# Brano
========
I soldati libici curati in Italia a spese di Tripoli sono diventati un caso il mese scorso, quando due miliziani, accusati d’aver accoltellato un connazionale, sono stati prelevati all’hotel Rafael, albergo di solito utilizzato dai parenti dei pazienti del San Raffaele, probabilmente da alcuni diplomatici libici, e rimpatriati in tutta fretta, quando avrebbero dovuto rimanere a disposizione dell’autorità giudiziaria. I due miliziani infatti erano indagati per lesioni aggravate e porto di coltello per aver ferito un altro soldato che come loro era arrivato in Italia per curarsi nell’ospedale di via Olgettina, sulla base di un accordo tra l’Ambasciata libica presso la Santa Sede e il Gruppo ospedaliero San Donato, di cui fa parte il San Raffaele.

La sera del 15 gennaio Mohammed Abdulhafith, 32 anni, era arrivato al pronto soccorso di via Olgettina con ferite da coltello a una gamba e alla schiena. Lui stesso, sentito quella sera dalla polizia, avrebbe dato indicazioni sui presunti autori dell’aggressione, che sarebbe avvenuta per futili motivi (una lite per poche decine di euro) all’interno dell’albergo dove i tre alloggiavano nell’ambito del progetto riabilitativo. Ma prima che i poliziotti potessero sentirli, Mohamed Aleiwa e Hassan Errahim hanno lasciato la loro stanza al Rafael (nella quale sono stati trovati un chilo e 800 grammi di polvere bianca, poi risultata farina), sono stati condotti in auto a Roma e da lì imbarcati su un volo per Tripoli.

Su questa sparizione la Procura di Milano ha aperto un’inchiesta, coordinata dal capo del pool antiterrorismo Alberto Nobili e affidata alla Digos. Da quanto si è appreso il consolato libico, il cui massimo rappresentante è stato sentito dagli inquirenti, ha sostenuto che i due miliziani sono stati immediatamente rimpatriati proprio in virtù del loro comportamento, incompatibile con le finalità del progetto che aveva consentito loro di trasferirsi temporaneamente a Milano. Gli investigatori hanno avviato approfondimenti sull’accordo stretto l’anno scorso – e annunciato pubblicamente con l’arrivo dei primi pazienti in estate – tra l’Ambasciata libica in Vaticano e il Gruppo ospedaliero San Donato, con l’obiettivo di curare militari libici feriti negli ospedali privati del gruppo come pazienti a pagamento (solventi), a spese del governo di Tripoli.
========
# Dati forniti

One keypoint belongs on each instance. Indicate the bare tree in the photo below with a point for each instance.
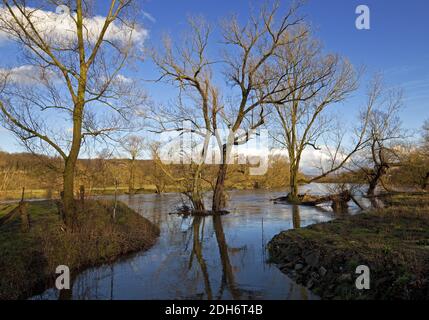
(384, 136)
(72, 72)
(249, 70)
(134, 146)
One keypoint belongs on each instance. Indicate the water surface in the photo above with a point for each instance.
(204, 258)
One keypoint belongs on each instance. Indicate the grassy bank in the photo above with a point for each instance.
(29, 259)
(393, 242)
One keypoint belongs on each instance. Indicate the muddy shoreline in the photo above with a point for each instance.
(393, 243)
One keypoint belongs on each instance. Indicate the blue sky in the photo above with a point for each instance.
(397, 44)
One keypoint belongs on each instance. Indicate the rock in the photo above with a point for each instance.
(306, 269)
(344, 278)
(312, 259)
(298, 266)
(315, 276)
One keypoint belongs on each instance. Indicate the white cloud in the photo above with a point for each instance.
(60, 28)
(26, 74)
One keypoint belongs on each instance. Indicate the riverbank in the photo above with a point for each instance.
(29, 259)
(393, 242)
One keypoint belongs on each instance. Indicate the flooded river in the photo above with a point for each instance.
(204, 258)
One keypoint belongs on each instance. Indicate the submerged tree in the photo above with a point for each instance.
(70, 87)
(314, 83)
(249, 71)
(383, 137)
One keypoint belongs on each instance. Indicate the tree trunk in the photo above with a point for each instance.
(69, 204)
(380, 171)
(131, 182)
(219, 191)
(293, 183)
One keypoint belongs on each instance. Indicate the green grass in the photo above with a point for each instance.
(393, 242)
(29, 259)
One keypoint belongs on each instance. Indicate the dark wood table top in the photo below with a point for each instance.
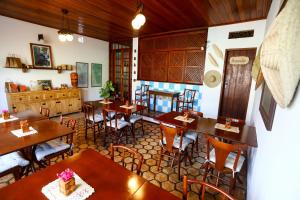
(247, 134)
(110, 180)
(115, 106)
(28, 115)
(47, 130)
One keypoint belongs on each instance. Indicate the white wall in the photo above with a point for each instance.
(273, 167)
(219, 35)
(15, 38)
========
# Consegna 1
Rispondi alle seguenti domande sul brano relativo ai miliziani libici:
(a) In quale albergo alloggiavano i miliziani arrivati per curarsi?
(b) Quanti anni aveva Mohammed Abdulhafith?
(c) Chi coordina l'inchiesta aperta dalla Procura di Milano?
# Consegna 2
Riprendi il brano sui soldati libici curati al San Raffaele e proseguilo a partire dalla sua ultima frase.

# Svolgimento 1
(a) All'hotel Rafael.
(b) 32 anni.
(c) Alberto Nobili, capo del pool antiterrorismo.

# Svolgimento 2
In seguito, a fine gennaio, l’Ats Metropolitana, sulla scorta di una segnalazione, ha condotto due ispezioni negli ospedali del gruppo privato accreditato col sistema sanitario nazionale e ha trovato 18 pazienti libici al San Donato e 5 al San Raffaele ricoverati come paganti in reparti che sulla carta erano a disposizione del servizio sanitario lombardo, "senza aver chiesto l’autorizzazione a modificare l’assetto accreditato a contratto", ha chiarito la Regione a seguito di un’interrogazione al Pirellone, spiegando che il Gruppo San Donato sarà sanzionato per questa violazione della normativa, e che le verifiche proseguono per capire "quanti pazienti libici siano stati complessivamente ricoverati in questi mesi".

La spy story in salsa libico-meneghina è approdata anche in Parlamento, con un’interpellanza della senatrice radicale Emma Bonino, che ha chiesto al ministro degli Esteri Luigi Di Maio "come sia stato possibile realizzare tale corridoio sanitario, anche considerato che, nel già controverso rinnovato accordo bilaterale Italia-Libia, non se ne fa alcuna menzione", e l’ha invitato a riferire "quanto prima in Parlamento in merito a tali intese con la Libia ed eventualmente con altri Paesi attualmente coinvolti in conflitti, chiarendone i termini e rendendo pubblici i numeri delle persone curate in Italia fino a questo momento".